##### Data #####

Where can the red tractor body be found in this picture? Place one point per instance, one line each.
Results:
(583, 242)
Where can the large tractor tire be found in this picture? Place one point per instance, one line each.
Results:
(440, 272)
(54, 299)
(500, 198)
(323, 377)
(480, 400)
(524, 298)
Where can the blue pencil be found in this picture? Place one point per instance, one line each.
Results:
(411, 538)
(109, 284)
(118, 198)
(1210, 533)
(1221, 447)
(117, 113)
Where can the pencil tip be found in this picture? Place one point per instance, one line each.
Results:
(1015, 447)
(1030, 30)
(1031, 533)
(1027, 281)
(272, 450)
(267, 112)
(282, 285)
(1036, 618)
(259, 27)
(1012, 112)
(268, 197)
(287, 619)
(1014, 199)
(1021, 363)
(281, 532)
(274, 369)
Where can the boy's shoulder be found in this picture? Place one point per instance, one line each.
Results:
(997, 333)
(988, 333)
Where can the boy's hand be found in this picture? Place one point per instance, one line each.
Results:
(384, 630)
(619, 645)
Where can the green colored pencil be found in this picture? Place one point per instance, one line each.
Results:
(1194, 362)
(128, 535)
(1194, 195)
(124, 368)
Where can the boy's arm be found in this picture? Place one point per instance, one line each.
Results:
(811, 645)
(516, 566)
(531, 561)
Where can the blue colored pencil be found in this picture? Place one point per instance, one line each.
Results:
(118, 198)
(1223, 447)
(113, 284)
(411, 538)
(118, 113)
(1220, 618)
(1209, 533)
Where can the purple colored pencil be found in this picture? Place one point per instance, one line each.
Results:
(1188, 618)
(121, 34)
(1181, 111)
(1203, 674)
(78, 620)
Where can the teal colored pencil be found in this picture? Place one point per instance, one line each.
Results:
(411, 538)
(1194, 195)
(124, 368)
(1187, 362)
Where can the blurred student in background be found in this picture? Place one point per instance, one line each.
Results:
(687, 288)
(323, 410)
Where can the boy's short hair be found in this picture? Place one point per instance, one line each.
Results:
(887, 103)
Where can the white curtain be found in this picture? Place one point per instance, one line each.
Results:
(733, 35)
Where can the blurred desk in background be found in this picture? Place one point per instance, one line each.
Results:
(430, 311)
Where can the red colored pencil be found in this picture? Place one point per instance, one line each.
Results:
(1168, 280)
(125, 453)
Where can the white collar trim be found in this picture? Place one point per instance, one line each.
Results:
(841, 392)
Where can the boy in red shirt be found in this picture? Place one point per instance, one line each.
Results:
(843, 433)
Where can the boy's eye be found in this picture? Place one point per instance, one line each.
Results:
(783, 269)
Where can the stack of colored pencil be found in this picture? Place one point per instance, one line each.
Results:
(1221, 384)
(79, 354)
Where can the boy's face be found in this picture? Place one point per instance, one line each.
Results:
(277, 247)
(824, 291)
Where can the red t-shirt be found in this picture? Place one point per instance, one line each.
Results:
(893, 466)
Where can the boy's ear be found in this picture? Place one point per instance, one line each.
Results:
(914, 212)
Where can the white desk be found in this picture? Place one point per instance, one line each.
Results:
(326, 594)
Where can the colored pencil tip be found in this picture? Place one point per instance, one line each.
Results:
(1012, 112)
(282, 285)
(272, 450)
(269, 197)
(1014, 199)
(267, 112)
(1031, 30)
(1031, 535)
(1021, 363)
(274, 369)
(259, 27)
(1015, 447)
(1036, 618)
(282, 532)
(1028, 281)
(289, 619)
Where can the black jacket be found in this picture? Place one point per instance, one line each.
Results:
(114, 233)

#####

Having read the records, return each one exactly.

Answer area
Where can the red tractor body be found in this picture? Place one point per instance, one line each.
Results:
(583, 242)
Where can the large tractor tire be found in this picture? Place one point per instance, one line each.
Results:
(440, 272)
(54, 299)
(500, 198)
(323, 377)
(480, 400)
(524, 298)
Where can the blue pencil be found in this picture? Place one point per instance, one line each.
Results:
(411, 538)
(109, 284)
(118, 198)
(1210, 533)
(1221, 447)
(117, 113)
Where can the pencil tip be found in this picture? Place one point per instance, one line each.
Results:
(1015, 447)
(1030, 30)
(1031, 533)
(1027, 281)
(272, 450)
(267, 112)
(282, 285)
(1036, 618)
(259, 27)
(1012, 112)
(268, 197)
(287, 619)
(1014, 199)
(1021, 363)
(281, 532)
(274, 369)
Where can the boy's shoulder be found in this picture? Place one point per instance, one line each.
Results:
(997, 333)
(988, 333)
Where can the boy's hand be found in this picture? Place one point per instance, one line each.
Results:
(384, 630)
(619, 645)
Where can the green colored pencil be found in this picture? Place one point per instance, one line each.
Results:
(1194, 362)
(128, 535)
(1194, 195)
(124, 368)
Where can the boy's arm be found in this picture? Place one point per instance, one line each.
Results:
(811, 645)
(516, 566)
(531, 561)
Where can the blue colored pencil be found in this picture? Place one point per instance, one line each.
Results:
(118, 198)
(1223, 447)
(113, 284)
(411, 538)
(118, 113)
(1220, 618)
(1209, 533)
Where can the purple colored pencil be found in this picture? Place one point per instance, one line each.
Results:
(1188, 618)
(121, 34)
(1181, 111)
(1203, 674)
(78, 620)
Where can the teal colored pencil be found in this picture? Place one point per instance, one line each.
Results:
(411, 538)
(1194, 195)
(124, 368)
(1187, 362)
Where can the blurred student in background be found in this picture? Place one point per instance, one line each.
Results:
(687, 288)
(323, 410)
Where can the boy's short hair be found in this picture? Place one point per instance, one line each.
Results:
(887, 103)
Where can the white curtain be found in this picture? Place one point per instance, one line each.
Results:
(733, 35)
Where can the blurred desk in background be found in this picture? Place one point per instance, one line each.
Results:
(430, 311)
Where can the red colored pencil be found in this picture? Place one point per instance, one line each.
Results:
(1168, 280)
(125, 453)
Where can the white collar trim be found in this picture? Place one point per instance, one line each.
Results:
(841, 392)
Where can the boy in red shirt be found in this picture? Place one point per instance, one line each.
Results:
(843, 433)
Where can the boy's eye be found in this picture? Place one point per instance, one line each.
Results:
(783, 269)
Where can the stack of colored pencil be found in this picture? Place one point per instance, one line each.
Results:
(1221, 384)
(79, 354)
Where can the boy's face be found in this picture? Place one point per instance, one line each.
Results:
(277, 247)
(824, 291)
Where can the red t-shirt be found in this picture? Place one point per instance, one line each.
Results:
(893, 466)
Where can the boy's ear be found in this picture? Place one point per instance, one line each.
Results:
(914, 212)
Where can the white desk be found in this picture? Place one point per instance, one line each.
Results:
(326, 594)
Where can the colored pencil tip be found in this picture? Place one point per instance, one line each.
Results:
(1012, 112)
(282, 285)
(272, 450)
(269, 197)
(1014, 199)
(267, 112)
(1031, 30)
(1031, 535)
(1021, 363)
(274, 369)
(259, 27)
(1015, 447)
(1036, 618)
(282, 532)
(1028, 281)
(289, 619)
Where can the black jacket be found in this picture? Place one point per instance, one line each.
Results:
(114, 233)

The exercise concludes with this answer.